Lesetext
Was ich nun aber nicht vergessen darf, ist, dass es mir auch nicht immer leicht fällt, alles einzuordnen und zu verstehen, sodass es mich zufrieden stellt. Schicksalsschläge lassen sich nicht planen und so erreichte mich kurz nach meiner Rückreise eine Todesnachricht, die mich immer noch tief beschäftigt. Zeit läuft ohne mich, ich nicht ohne ihr. Oft würde ich gerne zurückgehen können, aber dann wäre das Leben wohl keine Herausforderung mehr. Harry, dessen schallendes Lachen ich gerade höre und deshalb lächle, hätte das so auch nicht gewollt. Auch ich gnadenloser Optimist kann manche Nuss nicht knacken. Aber vielleicht muss ich nun aber auch lernen, dass es nicht für alles eine perfekte Lösung gibt. Dass Herzenssachen ihren eigenen Weg gehen, ohne meine kleinen Gedanken zu fragen.

Als wir uns nun vor ein paar Wochen abends die Oscars ansahen, beschlich mich das Gefühl, dass man manchmal, wenn man so garnicht damit rechnet, Antworten vor die Füße gesetzt bekommt, die man selbst versucht hat, ewig zu finden. U2, den meisten bekannt als die berühmteste irische Rockband, hat mir schon so manche Stunden in "Wie funktioniert die Welt" erteilt.

Ziel A
Schreiben Sie aus dem Lesetext den Abschnitt von „Was ich nun“ bis einschließlich „Gedanken zu fragen.“ wortgetreu ab.

Rohdaten
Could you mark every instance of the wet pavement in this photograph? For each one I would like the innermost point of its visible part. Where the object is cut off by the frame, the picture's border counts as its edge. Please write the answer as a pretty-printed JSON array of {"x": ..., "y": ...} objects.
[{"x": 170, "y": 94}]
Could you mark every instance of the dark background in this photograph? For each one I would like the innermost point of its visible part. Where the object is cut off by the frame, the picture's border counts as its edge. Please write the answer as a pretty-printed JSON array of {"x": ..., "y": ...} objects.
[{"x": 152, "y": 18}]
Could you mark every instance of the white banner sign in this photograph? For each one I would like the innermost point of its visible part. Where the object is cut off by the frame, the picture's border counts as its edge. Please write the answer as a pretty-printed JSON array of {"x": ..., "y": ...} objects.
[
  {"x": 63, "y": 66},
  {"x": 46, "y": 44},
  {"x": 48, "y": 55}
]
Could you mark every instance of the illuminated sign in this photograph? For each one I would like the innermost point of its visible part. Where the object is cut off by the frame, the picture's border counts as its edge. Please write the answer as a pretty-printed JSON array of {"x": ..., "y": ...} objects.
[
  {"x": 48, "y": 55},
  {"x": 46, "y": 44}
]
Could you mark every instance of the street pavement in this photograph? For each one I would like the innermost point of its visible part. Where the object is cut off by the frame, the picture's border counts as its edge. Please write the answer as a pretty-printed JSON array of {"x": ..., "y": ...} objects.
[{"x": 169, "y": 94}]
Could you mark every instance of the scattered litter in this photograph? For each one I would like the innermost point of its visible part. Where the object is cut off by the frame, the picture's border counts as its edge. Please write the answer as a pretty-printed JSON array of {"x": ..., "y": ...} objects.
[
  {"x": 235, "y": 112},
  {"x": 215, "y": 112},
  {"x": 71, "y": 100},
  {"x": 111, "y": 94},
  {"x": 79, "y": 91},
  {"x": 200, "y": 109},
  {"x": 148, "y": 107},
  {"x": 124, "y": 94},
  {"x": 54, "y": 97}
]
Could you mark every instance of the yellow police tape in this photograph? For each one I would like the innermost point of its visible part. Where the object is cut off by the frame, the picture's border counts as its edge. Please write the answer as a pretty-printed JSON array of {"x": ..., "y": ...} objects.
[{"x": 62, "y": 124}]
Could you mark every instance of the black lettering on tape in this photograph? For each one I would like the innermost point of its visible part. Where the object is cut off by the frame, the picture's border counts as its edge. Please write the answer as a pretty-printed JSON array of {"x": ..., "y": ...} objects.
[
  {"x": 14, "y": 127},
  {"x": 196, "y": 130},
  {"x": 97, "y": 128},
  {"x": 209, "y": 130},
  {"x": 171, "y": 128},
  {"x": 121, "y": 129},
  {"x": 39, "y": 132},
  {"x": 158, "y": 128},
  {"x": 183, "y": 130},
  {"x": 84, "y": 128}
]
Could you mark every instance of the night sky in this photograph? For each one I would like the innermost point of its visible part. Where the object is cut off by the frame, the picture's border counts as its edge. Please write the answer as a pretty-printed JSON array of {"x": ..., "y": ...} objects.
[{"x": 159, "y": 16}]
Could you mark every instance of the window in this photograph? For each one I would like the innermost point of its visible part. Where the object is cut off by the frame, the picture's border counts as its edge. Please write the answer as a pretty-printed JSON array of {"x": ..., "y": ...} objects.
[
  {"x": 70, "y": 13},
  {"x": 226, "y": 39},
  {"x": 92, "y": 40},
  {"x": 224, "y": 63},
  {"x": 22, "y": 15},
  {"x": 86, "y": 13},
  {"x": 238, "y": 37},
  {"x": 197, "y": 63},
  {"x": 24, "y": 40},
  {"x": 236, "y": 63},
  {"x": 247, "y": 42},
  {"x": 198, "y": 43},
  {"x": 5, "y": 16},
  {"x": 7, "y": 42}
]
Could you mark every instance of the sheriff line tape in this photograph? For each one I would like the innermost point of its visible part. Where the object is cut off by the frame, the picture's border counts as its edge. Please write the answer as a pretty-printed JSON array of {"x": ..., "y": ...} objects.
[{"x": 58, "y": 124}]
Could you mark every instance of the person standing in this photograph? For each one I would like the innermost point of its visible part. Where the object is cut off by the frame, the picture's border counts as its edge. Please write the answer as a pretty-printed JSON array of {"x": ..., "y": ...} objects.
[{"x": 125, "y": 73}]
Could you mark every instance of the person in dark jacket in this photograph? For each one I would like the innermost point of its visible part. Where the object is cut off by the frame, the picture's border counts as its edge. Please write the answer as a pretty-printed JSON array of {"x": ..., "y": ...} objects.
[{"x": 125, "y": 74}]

Ziel B
Ermitteln Sie, in wie vielen Zeilen der Liste die Zeichenfolge „tape“ vorkommt, und geben Sie nur diese Zahl an.

Lösung der Aufgabe A
Was ich nun aber nicht vergessen darf, ist, dass es mir auch nicht immer leicht fällt, alles einzuordnen und zu verstehen, sodass es mich zufrieden stellt. Schicksalsschläge lassen sich nicht planen und so erreichte mich kurz nach meiner Rückreise eine Todesnachricht, die mich immer noch tief beschäftigt. Zeit läuft ohne mich, ich nicht ohne ihr. Oft würde ich gerne zurückgehen können, aber dann wäre das Leben wohl keine Herausforderung mehr. Harry, dessen schallendes Lachen ich gerade höre und deshalb lächle, hätte das so auch nicht gewollt. Auch ich gnadenloser Optimist kann manche Nuss nicht knacken. Aber vielleicht muss ich nun aber auch lernen, dass es nicht für alles eine perfekte Lösung gibt. Dass Herzenssachen ihren eigenen Weg gehen, ohne meine kleinen Gedanken zu fragen.

Lösung der Aufgabe B
3